• **Objetivo**: Organize todas as linhas dos registros abaixo como uma lista JSON de strings, com uma string para cada linha e sem incluir as linhas em branco.

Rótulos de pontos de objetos
━━━━━━━━━━━━━━━━

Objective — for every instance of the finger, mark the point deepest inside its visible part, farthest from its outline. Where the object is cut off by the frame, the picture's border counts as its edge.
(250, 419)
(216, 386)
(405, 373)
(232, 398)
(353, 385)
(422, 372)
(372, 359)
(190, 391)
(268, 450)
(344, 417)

━━━━━━━━━━━━━━━━

• **A resposta**:
[
  "Objective — for every instance of the finger, mark the point deepest inside its visible part, farthest from its outline. Where the object is cut off by the frame, the picture's border counts as its edge.",
  "(250, 419)",
  "(216, 386)",
  "(405, 373)",
  "(232, 398)",
  "(353, 385)",
  "(422, 372)",
  "(372, 359)",
  "(190, 391)",
  "(268, 450)",
  "(344, 417)"
]